## STATED EXERCISE:
Reproduce only the lines from the line with "The automation agent needs to locate the red" up to and including the line with "57;105;284;399", keeping the requests as they are. Raise every bounding-box coordinate in the answers by 116.

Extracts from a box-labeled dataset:
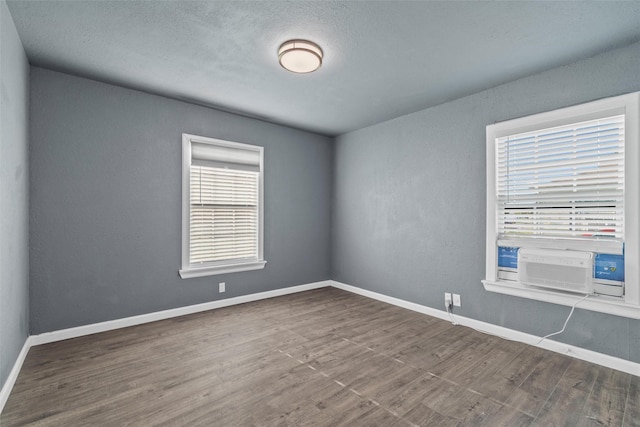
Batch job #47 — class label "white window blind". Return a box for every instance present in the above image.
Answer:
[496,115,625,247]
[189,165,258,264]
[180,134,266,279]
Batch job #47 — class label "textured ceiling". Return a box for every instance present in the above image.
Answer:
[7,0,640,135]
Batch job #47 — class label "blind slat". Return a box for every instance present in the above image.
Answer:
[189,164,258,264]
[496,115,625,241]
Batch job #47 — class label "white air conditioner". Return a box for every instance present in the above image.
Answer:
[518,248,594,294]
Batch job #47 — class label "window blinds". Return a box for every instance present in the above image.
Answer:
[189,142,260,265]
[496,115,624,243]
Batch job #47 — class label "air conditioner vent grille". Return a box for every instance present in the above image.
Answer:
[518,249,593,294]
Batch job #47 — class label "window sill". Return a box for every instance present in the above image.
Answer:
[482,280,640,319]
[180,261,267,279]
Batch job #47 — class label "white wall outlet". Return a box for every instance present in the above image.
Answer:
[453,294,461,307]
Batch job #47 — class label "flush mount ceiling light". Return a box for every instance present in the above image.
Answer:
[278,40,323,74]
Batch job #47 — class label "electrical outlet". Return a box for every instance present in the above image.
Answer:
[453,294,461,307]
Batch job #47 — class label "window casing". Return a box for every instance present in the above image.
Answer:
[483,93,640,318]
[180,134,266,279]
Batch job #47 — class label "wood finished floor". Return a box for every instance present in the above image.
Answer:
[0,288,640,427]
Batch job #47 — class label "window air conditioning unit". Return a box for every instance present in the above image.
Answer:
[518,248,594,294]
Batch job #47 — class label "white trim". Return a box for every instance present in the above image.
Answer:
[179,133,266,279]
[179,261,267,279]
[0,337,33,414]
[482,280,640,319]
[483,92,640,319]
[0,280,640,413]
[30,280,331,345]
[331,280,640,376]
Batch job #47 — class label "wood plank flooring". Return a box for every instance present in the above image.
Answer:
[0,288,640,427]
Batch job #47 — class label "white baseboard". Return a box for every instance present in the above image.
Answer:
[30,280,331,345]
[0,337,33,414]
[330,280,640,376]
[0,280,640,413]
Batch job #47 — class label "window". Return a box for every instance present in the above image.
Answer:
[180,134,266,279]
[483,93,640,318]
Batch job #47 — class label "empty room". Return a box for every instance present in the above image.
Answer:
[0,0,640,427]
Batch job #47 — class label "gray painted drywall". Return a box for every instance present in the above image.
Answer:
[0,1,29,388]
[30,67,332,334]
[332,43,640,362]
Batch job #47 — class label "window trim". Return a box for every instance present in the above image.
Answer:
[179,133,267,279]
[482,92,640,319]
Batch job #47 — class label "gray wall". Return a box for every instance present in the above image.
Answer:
...
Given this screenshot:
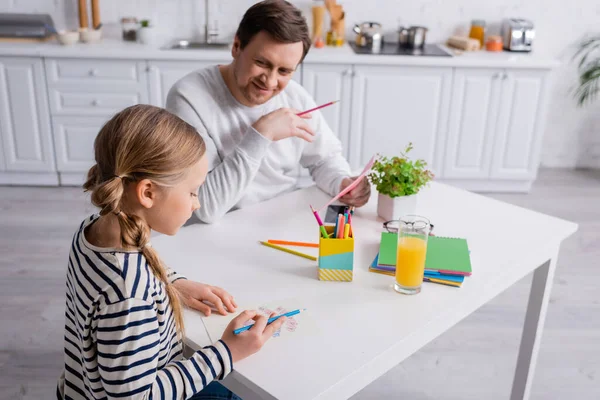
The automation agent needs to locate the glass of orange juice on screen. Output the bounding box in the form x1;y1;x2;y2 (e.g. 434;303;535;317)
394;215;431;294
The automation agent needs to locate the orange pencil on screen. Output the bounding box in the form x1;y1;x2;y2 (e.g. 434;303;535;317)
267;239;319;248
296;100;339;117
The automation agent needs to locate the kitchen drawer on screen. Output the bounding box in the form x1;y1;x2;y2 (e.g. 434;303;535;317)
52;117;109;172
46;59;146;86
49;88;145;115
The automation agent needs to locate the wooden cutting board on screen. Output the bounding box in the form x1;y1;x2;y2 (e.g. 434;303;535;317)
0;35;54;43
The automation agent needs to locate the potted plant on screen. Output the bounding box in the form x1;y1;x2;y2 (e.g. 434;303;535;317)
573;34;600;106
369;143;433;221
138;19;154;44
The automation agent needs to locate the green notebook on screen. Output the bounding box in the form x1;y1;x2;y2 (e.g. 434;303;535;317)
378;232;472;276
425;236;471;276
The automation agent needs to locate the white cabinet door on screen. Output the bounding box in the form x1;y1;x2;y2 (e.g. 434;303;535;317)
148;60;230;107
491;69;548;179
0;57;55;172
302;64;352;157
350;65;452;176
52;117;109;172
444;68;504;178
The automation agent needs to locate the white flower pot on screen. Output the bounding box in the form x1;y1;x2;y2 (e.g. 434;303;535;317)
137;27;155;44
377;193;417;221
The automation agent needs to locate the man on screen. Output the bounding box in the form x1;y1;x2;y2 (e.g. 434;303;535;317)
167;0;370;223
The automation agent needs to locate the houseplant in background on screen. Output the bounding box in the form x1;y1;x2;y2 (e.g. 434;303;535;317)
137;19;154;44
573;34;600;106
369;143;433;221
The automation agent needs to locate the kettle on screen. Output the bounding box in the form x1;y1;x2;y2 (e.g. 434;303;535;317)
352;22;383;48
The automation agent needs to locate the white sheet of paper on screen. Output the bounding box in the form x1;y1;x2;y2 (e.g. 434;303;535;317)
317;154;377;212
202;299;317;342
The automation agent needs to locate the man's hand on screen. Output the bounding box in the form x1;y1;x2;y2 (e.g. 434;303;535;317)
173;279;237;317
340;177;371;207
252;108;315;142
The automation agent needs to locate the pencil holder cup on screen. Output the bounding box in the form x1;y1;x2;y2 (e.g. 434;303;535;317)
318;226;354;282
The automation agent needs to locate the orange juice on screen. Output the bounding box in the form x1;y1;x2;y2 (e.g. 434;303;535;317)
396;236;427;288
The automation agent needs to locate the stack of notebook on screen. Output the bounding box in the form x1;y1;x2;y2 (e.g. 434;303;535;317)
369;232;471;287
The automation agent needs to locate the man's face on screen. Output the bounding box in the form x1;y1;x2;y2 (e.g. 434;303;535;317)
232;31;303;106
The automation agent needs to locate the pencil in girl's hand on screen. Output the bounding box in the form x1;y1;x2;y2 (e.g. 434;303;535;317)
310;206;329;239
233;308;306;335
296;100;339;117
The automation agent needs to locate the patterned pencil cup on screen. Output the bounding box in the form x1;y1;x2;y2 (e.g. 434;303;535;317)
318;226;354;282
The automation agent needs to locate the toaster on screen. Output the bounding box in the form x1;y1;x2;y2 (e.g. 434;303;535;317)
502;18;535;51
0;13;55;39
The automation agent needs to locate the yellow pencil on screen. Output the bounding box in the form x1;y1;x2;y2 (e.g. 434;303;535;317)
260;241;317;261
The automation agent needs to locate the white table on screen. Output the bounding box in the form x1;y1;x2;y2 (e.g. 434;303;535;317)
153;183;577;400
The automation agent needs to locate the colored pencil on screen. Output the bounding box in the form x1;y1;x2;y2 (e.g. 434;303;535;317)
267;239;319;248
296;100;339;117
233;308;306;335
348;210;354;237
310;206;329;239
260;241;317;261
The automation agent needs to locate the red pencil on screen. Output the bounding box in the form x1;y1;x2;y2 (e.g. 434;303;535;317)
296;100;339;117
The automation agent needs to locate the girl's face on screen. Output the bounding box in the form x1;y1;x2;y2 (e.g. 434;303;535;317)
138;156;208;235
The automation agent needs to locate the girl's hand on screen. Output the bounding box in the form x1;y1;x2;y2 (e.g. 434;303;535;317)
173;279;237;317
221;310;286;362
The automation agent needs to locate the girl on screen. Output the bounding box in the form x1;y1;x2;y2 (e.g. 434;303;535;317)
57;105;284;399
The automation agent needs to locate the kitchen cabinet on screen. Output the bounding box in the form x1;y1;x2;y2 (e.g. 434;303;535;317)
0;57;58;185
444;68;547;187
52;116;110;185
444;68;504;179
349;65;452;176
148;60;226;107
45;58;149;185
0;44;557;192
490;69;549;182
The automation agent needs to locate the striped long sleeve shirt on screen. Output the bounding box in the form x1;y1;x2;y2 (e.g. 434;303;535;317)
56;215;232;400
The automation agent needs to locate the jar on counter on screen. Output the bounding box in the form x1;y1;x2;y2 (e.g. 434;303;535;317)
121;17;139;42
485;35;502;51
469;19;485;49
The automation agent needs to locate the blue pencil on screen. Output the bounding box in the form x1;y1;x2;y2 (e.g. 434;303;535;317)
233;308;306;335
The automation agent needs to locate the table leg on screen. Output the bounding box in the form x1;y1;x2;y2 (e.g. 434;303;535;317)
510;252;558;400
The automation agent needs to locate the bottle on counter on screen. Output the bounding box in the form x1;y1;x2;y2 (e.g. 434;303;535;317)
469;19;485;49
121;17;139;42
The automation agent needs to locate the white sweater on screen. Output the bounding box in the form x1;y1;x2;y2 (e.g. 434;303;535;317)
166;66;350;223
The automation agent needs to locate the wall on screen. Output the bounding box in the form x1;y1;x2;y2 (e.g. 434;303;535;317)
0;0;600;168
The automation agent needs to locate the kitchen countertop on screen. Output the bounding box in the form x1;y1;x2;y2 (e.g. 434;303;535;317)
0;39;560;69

## SOLUTION TO THIS TASK:
The automation agent needs to locate the red pencil on screen. Output the bounding box in the form x1;y1;x2;y2 (e.g. 434;303;535;317)
412;216;455;233
The automation agent needs to locate the girl's face on screen. Output the bounding box in the form x1;y1;x2;y2 (e.g. 434;303;535;317)
254;272;324;351
The automation agent needs to locate the girl's hand on screen. Output the bounding box in the form x1;y1;x2;y2 (e.g. 434;303;535;317)
289;395;353;433
337;426;402;478
The automation agent needs to locate the girl on screen. Output the bounding box in the form x1;y1;x2;y2 (e.g. 434;303;535;317)
173;221;400;515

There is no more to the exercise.